Exercise set:
A - In the passage about Cluff's life, list everyone named as traveling with him to the Sandwich Islands in 1864.
B - Pick up the passage about Cluff's life after its final sentence and continue it.
Provided passage Start Marker
He arrived in Utah in 1850 in a company led by Edward Hunter (Latter-day Saint), and in 1853, he served in the Nauvoo Legion during the Walker War. From 1854 to 1857, Cluff served as a missionary in Hawaii. In the fall of 1857, Cluff left the mission and went to California. There, he was involved in working with lumber mills and met Ann Whipple, whose father, Eli Whipple, ran a lumber mill. Cluff and Ann Whipple married. Her father, also a member of The Church of Jesus Christ of Latter-day Saints, organized a company of nineteen missionaries returning from their fields of labor as well as a few member families and started out from Redwood City, California, for Utah. On reaching Utah, Cluff returned to his home in Provo but was soon sent to Salt Lake City, where he was stationed in the Beehive House—along with John T. Caine, Horace K. Whitney, and James Ferguson—with orders to watch Johnston’s Army as it moved through the city and to burn the place if there were indications the peace plan was not being followed. Cluff then enrolled in the Salt Lake Academy, co-taught by Orson Pratt and James T. Cobb, until he was called on a new mission.

From 1860 to 1863, he served another mission, this time in Denmark, Sweden, and Norway. On October 24, 1863, he married Ann Whipple in Pine Valley, Washington County, Utah.

In 1864, Cluff went to Sandwich Islands (Hawaii) with Lorenzo Snow, Joseph F. Smith, Ezra T. Benson, and Alma T. Smith to respond to messages from Solomona and other local elders that Walter M. Gibson, who had been sent by Brigham Young on a mission to Asia and the Pacific islands, was committing irregularities such as selling the priesthood and establishing a new quorum of apostles. Upon approaching the shore, their boat was capsized, and Lorenzo Snow went under the water. Cluff found and dragged Snow’s body to shore and gave him resuscitation after working with him for several minutes. The companions thought that Apostle Snow had died, but Cluff said, “No, the Lord would not allow him to die being so far away from home,” and Cluff continued blowing air into Snow’s lungs until he rouse from the ground. Cluff and the others were able to reestablish regular order in the Church while in Hawaii. Shortly after this, Cluff was the main force in locating Laie, Hawaii, to be the new gathering place for the Saints in Hawaii. He received a vision while in Laie, confirming it as the right place to set up a settlement.
Provided passage End Marker
Study material Start Marker
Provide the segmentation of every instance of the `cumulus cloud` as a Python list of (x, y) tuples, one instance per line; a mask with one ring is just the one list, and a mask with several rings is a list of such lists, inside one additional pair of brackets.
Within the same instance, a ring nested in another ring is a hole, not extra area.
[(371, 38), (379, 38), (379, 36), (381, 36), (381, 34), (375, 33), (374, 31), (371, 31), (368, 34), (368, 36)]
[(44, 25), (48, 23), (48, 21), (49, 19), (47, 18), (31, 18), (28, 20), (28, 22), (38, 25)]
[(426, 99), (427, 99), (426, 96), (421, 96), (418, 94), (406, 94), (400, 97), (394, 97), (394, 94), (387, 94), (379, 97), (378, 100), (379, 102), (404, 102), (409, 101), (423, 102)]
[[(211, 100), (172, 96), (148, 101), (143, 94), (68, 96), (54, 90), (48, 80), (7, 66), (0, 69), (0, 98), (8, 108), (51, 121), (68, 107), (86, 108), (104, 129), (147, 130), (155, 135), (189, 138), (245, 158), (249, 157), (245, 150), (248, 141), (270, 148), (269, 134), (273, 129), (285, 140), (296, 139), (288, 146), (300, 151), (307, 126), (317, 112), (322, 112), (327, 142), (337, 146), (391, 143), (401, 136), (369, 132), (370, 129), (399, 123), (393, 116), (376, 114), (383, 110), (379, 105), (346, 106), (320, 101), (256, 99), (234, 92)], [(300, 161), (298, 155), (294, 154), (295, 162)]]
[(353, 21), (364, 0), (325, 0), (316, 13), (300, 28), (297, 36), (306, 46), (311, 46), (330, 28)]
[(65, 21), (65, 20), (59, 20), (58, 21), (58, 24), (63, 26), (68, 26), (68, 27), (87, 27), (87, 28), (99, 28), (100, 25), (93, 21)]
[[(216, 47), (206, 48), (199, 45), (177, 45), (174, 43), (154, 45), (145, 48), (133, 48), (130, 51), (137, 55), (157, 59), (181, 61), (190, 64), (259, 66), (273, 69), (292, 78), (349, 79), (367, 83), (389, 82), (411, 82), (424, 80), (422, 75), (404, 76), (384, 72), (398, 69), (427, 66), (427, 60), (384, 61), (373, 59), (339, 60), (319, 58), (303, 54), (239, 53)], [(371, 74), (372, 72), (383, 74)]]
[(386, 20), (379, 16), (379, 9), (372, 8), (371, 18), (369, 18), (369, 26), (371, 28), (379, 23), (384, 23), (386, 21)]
Study material End Marker
Results of the tasks:
A - Lorenzo Snow, Joseph F. Smith, Ezra T. Benson, Alma T. Smith

B -
In 1865, Cluff was called as regional presiding bishop over Morgan County, Utah, Summit County, Utah, and Wasatch County, Utah. From that point on, except for a mission in 1870-1871 to Scandinavia, Cluff resided in Coalville, Utah. During his 1870-1871 mission, he served as president of the Scandinavian Mission. He served in two Utah Constitutional conventions during the 1870s and 1880s (both of which ended up being without effect since Utah was denied statehood) and also six terms in the Utah Territorial Legislature.

From 1877 to 1901, Cluff served as president of the Summitt Stake, which included all of Summit County, Utah.

Cluff was elected to the Utah Territorial House of Representatives in 1865 for the district including Summit County, Utah. He served there until 1870. After being replaced by Orrin S. Lee for one term, he was again in the territorial house for the 1874 term. In the next election in 1876, Cluff was elected to the upper house of the state legislature, known as the Council. He was one of four councilors elected jointly from Salt Lake, Tooelle, and Summit counties. The other three were Wilford Woodruff, Robert T. Burton, and John T. Caine. In 1882, council districts were redrawn, and Summit was put with Wasatch County (centered on Heber City), Uintah County, Utah (the main city in this county is Vernal, Utah) and Morgan County. Cluff was elected as the councilor from this new district. In 1884, Cluff was also made the president of the council. This was Cluff’s last term in the territorial legislature. He was succeeded by Samuel Francis.

William W. Cluff died at his home in Salt Lake City on August 21, 1915.